◆ **Exercise details**: Change "one per line" to "one on each line" everywhere in the lines below, rewrite them with nothing else altered, and omit the pictures.

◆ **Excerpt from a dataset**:
== == ==

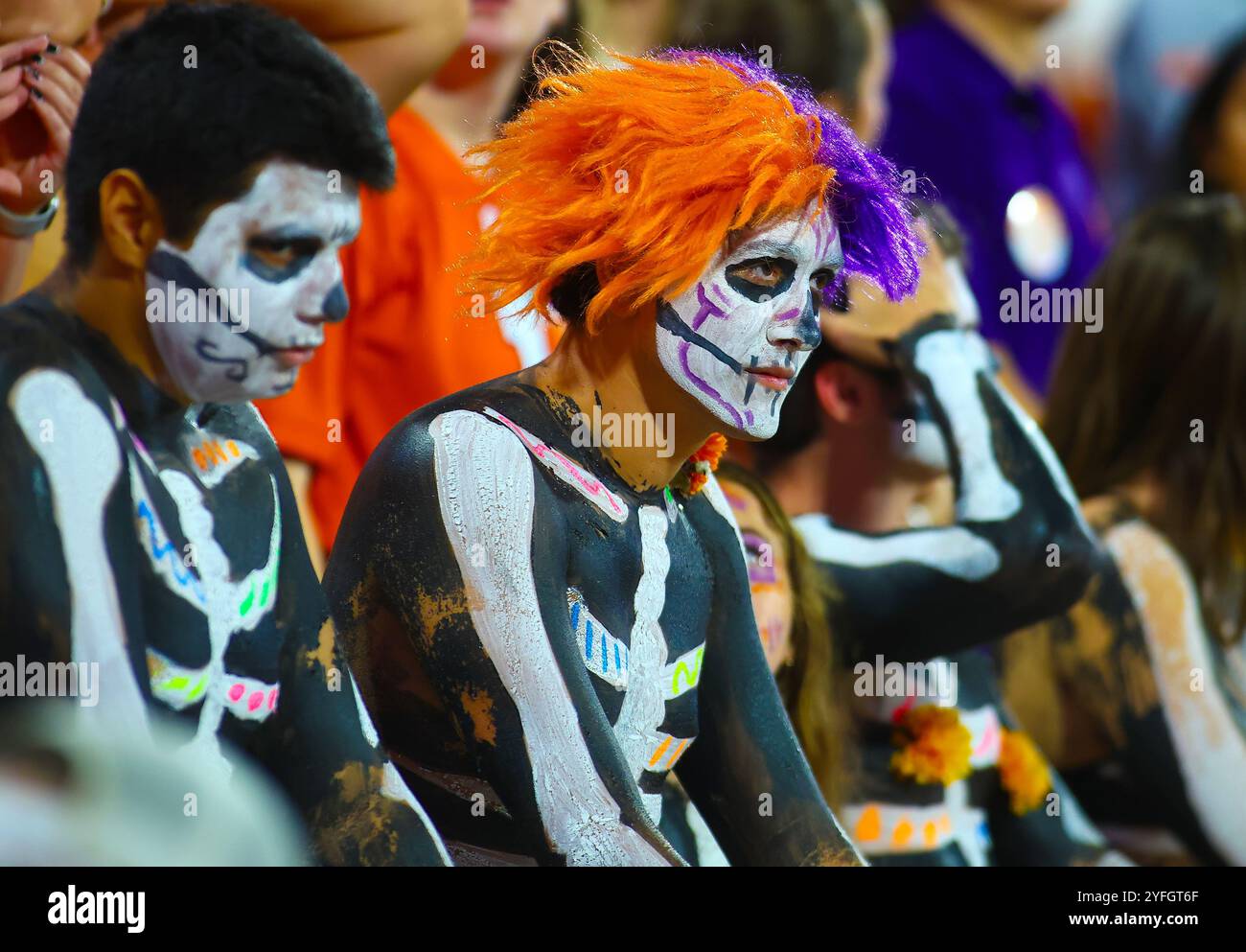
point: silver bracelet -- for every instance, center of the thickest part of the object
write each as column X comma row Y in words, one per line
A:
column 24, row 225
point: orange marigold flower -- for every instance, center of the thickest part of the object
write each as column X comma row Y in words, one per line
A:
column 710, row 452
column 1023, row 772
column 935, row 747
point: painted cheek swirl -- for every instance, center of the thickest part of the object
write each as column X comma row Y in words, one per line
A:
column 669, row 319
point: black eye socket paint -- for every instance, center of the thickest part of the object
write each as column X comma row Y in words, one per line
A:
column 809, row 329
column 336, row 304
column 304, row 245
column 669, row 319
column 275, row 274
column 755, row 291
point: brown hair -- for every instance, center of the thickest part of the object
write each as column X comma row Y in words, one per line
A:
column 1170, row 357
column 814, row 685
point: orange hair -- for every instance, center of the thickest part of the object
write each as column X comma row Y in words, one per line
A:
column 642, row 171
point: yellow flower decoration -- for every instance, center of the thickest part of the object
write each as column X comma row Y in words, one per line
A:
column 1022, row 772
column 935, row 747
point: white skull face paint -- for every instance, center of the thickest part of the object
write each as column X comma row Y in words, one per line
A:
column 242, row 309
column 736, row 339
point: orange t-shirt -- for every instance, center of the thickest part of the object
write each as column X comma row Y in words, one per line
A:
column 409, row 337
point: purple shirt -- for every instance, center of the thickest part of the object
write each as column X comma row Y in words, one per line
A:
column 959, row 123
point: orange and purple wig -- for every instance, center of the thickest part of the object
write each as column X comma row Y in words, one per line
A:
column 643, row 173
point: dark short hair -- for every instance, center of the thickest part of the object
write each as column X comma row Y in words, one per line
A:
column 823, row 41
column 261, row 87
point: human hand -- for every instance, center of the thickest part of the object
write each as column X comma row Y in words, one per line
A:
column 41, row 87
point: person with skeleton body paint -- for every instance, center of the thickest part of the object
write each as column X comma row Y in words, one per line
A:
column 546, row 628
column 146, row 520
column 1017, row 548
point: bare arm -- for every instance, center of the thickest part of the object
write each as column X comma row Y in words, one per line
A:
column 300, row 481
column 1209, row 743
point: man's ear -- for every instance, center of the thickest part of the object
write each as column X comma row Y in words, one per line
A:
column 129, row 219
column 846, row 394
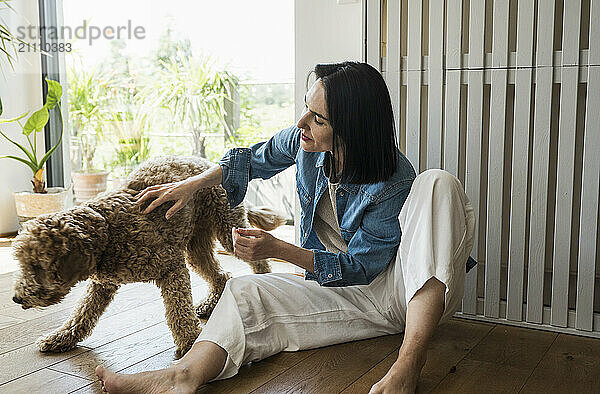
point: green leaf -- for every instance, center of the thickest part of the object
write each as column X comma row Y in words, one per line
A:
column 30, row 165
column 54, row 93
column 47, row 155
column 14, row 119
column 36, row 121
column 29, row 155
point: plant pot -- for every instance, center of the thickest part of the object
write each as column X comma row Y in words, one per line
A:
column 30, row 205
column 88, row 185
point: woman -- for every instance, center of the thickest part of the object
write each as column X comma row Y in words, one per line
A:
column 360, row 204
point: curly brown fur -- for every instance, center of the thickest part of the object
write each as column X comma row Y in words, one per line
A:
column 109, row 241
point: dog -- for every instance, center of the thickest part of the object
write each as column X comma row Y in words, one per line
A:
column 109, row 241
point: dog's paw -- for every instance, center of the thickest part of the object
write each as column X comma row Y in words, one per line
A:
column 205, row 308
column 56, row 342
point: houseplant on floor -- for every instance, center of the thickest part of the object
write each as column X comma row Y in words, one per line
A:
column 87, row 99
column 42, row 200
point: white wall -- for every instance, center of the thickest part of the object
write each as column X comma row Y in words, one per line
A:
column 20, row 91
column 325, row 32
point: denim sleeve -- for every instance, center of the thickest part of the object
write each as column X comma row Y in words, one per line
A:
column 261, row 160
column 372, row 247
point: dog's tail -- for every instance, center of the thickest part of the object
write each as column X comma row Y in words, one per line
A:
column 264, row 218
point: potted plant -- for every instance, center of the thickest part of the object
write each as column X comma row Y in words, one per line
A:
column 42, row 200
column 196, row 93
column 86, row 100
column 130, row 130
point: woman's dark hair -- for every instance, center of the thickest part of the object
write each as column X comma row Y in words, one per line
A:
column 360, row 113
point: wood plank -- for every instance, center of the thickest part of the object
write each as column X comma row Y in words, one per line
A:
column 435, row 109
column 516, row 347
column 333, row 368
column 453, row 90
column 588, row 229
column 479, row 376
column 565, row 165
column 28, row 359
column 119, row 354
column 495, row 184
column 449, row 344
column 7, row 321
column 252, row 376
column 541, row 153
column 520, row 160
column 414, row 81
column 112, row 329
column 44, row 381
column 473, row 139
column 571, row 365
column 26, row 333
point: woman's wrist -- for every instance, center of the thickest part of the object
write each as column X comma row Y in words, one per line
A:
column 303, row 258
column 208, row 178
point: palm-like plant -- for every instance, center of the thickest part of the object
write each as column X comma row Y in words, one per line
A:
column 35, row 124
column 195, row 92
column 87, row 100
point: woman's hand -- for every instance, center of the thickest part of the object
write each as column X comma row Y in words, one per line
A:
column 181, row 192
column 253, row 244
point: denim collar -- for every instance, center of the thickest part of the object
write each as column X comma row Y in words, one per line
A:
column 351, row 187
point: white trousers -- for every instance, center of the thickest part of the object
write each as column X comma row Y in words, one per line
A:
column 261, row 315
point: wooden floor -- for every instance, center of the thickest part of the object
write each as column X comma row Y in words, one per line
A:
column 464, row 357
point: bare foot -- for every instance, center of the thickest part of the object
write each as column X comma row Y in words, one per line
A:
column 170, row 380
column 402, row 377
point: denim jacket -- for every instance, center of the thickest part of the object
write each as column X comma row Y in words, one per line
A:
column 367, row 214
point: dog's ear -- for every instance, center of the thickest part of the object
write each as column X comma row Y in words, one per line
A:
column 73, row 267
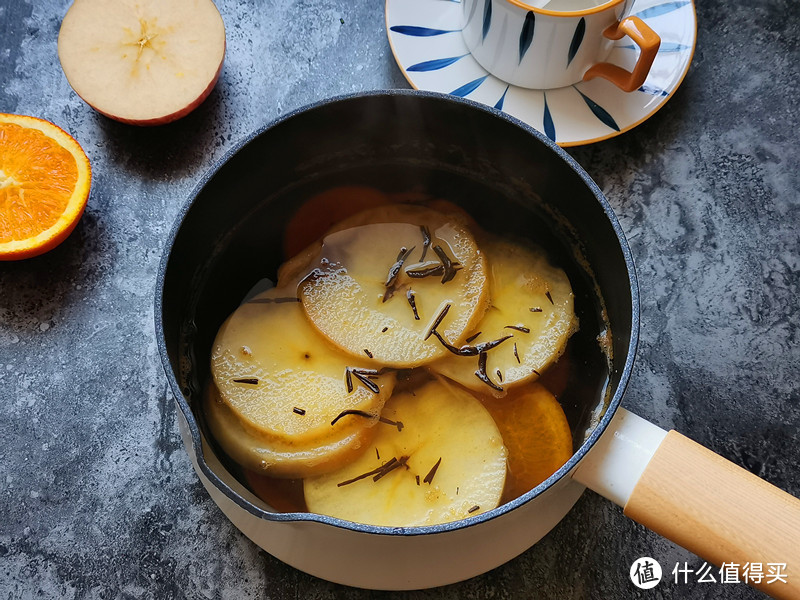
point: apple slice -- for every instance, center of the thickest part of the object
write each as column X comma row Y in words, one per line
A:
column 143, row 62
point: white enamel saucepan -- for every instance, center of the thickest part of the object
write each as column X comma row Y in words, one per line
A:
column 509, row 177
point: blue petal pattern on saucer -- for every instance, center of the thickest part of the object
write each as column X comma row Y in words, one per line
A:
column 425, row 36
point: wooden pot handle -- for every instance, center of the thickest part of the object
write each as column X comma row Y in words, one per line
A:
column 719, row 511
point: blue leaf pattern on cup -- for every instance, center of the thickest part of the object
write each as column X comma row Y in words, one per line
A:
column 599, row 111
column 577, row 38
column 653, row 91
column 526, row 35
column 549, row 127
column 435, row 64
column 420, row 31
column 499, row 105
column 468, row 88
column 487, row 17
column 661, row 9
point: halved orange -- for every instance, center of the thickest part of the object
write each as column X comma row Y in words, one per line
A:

== == ==

◆ **Exercise answer**:
point: silver bracelet -- for every instance, center of the thickest part of the object
write each as column X comma row Y in words, one on each line
A:
column 24, row 225
point: orange marigold flower -- for every instance, center of the thickest part of the object
write each as column X comma row Y in words, one on each line
A:
column 710, row 452
column 1023, row 772
column 935, row 747
point: painted cheek swirl -- for every instance, center of the thickest part of the object
write each as column X comma row Y in words, one on each line
A:
column 669, row 319
point: black eye socket paint -- for every instance, center of the thickest part of the object
write each as column X comma row Y in words, one on each line
A:
column 809, row 329
column 336, row 304
column 304, row 245
column 669, row 319
column 275, row 274
column 755, row 291
point: brown hair -- for every instance, center of the thickest part of the object
write each as column X comma row Y in words, one on each line
A:
column 1170, row 357
column 814, row 685
point: orange hair -- for every instance, center of the thickest part of the object
write each as column X comma row Y in words, one on each line
A:
column 642, row 171
point: yellow flower decoration -- for every instance, center of the thickest part of the object
write each as column X comma row Y in words, one on each line
A:
column 1022, row 772
column 935, row 747
point: white skull face paint -- for every instance, center of the thickest part of the object
write each as column X comma row Y in words, one on each line
A:
column 242, row 309
column 736, row 339
point: orange t-shirt -- for every instance, center of the thickest part of the object
write each as column X comma row Y in words, one on each line
A:
column 409, row 337
point: purple shirt -- for every instance, center of the thickest part of the object
write each as column X comma row Y in words, one on each line
A:
column 959, row 123
point: orange and purple wig -- for every instance, center of the thickest part of the object
write each as column X comma row Y in words, one on each line
A:
column 643, row 173
point: dark short hair -- for every instance, center of the thickest part of the object
write each as column X comma row Y in words, one on each line
A:
column 823, row 41
column 261, row 87
point: human hand -- for every instance, center of the thickest part of the object
write each as column X comma row Y in words, one on each line
A:
column 41, row 87
point: person with skeleton body paint -- for every instance, center of the thickest part of the object
write each as column X comma row Y in words, one on each line
A:
column 546, row 628
column 146, row 520
column 1017, row 548
point: bare arm -- for every instance, center of the thickest part of the object
write each as column X comma row Y in words, one on each line
A:
column 300, row 481
column 1209, row 743
point: man's ear -- for every instance, center of the thickest part of the object
write each as column X comma row Y in words, one on each line
A:
column 129, row 219
column 846, row 394
point: green leaf -- for every instance, center of the thickest part of the object
write each as column X comma row Y in words, one on each line
A:
column 30, row 165
column 54, row 93
column 47, row 155
column 14, row 119
column 36, row 121
column 29, row 155
point: plant pot -- for every instance, center of the thickest part of the object
write each as column X comma row Y in words, one on each line
A:
column 30, row 205
column 88, row 185
point: woman -- for every instance, center of the thickest part of the object
write each as column X comma row Y in words, one on each line
A:
column 360, row 204
point: curly brown fur -- for every instance, center of the thickest part of the object
write each as column X comma row Y in words, one on each line
A:
column 109, row 241
point: dog -- for every instance, center of the thickest part of the object
write each as column X comma row Y in words, one on each line
A:
column 109, row 241
point: dog's paw -- for every instance, center of the thickest part of the object
write each as column X comma row Y in words, one on each line
A:
column 205, row 308
column 56, row 342
point: houseplant on floor -- for every instance, center of the thickest part of the object
write each as column X comma row Y in words, one on each line
A:
column 87, row 99
column 42, row 200
point: white wall -- for every instance, center of the thickest part of the object
write each as column X comma row Y in words, one on each line
A:
column 20, row 91
column 325, row 32
point: denim sleeve -- for every instance, center of the thickest part of the object
write each as column X comma row Y in words, one on each line
A:
column 261, row 160
column 372, row 247
point: dog's tail -- for every instance, center of the thickest part of the object
write each as column X comma row Y in words, one on each line
A:
column 264, row 218
point: potted plant -- for every instance, center of the thickest part of the object
write each as column X comma row Y in words, one on each line
A:
column 42, row 200
column 196, row 93
column 86, row 100
column 130, row 130
point: woman's dark hair -- for every instance, center of the thickest part of the object
write each as column X comma row Y in words, one on each line
A:
column 360, row 113
point: wood plank -- for every instance, center of the thickest part of the object
write each as column X comma row Y in words, one on each line
A:
column 435, row 109
column 516, row 347
column 333, row 368
column 453, row 90
column 588, row 229
column 479, row 376
column 565, row 165
column 28, row 359
column 119, row 354
column 495, row 184
column 449, row 344
column 7, row 321
column 252, row 376
column 541, row 153
column 520, row 160
column 414, row 81
column 112, row 329
column 44, row 381
column 473, row 139
column 571, row 365
column 26, row 333
point: woman's wrist -- for every instance, center of the thickest part of the object
write each as column X comma row Y in words, one on each line
A:
column 303, row 258
column 208, row 178
point: palm-like plant -- for every instance, center of the thickest part of the object
write each as column X comma row Y in words, one on each line
A:
column 35, row 124
column 195, row 92
column 87, row 100
point: woman's hand -- for every instance, center of the thickest part of the object
write each as column X comma row Y in words, one on each line
A:
column 181, row 192
column 253, row 244
point: denim collar -- for every instance, center of the thickest part of the object
write each as column X comma row Y in words, one on each line
A:
column 351, row 187
point: white trousers -- for every instance, center of the thickest part of the object
write each as column X comma row Y in words, one on each line
A:
column 261, row 315
point: wooden floor -- for every instance, center of the thickest part of the object
write each as column X comma row Y in words, one on each line
A:
column 464, row 357
point: bare foot -- for every instance, center of the thickest part of the object
write each as column X comma row Y in words, one on each line
A:
column 170, row 380
column 402, row 377
point: denim jacket -- for every instance, center of the thickest part of the object
write each as column X comma row Y in words, one on each line
A:
column 367, row 214
point: dog's ear -- for every instance, center of the thickest part of the object
write each as column X comma row Y in words, one on each line
A:
column 73, row 267
point: apple slice -- for every instance, center of the thickest part of the object
write each as column X comma row Y in words, one on each line
A:
column 143, row 62
point: white enamel saucepan -- for every instance, center of the thickest part of the object
write each as column X comma row Y in words, one on each line
A:
column 509, row 177
point: blue petal pattern on saucer -- for every instance, center of the thickest part of the object
write each as column X comma row Y in words, one on each line
A:
column 425, row 36
point: wooden pot handle -- for every instance, center of the thickest part of the object
write each as column X comma row Y in words, one on each line
A:
column 719, row 511
point: blue leaf pattern on cup -- for every instance, center of the thickest part of the object
write each as column X comma row Y in words, one on each line
A:
column 599, row 111
column 577, row 38
column 653, row 91
column 526, row 35
column 549, row 127
column 435, row 64
column 420, row 31
column 499, row 105
column 468, row 88
column 487, row 17
column 661, row 9
point: halved orange -- for every instance, center of the thickest part of the object
write each as column X comma row Y in words, one on each line
A:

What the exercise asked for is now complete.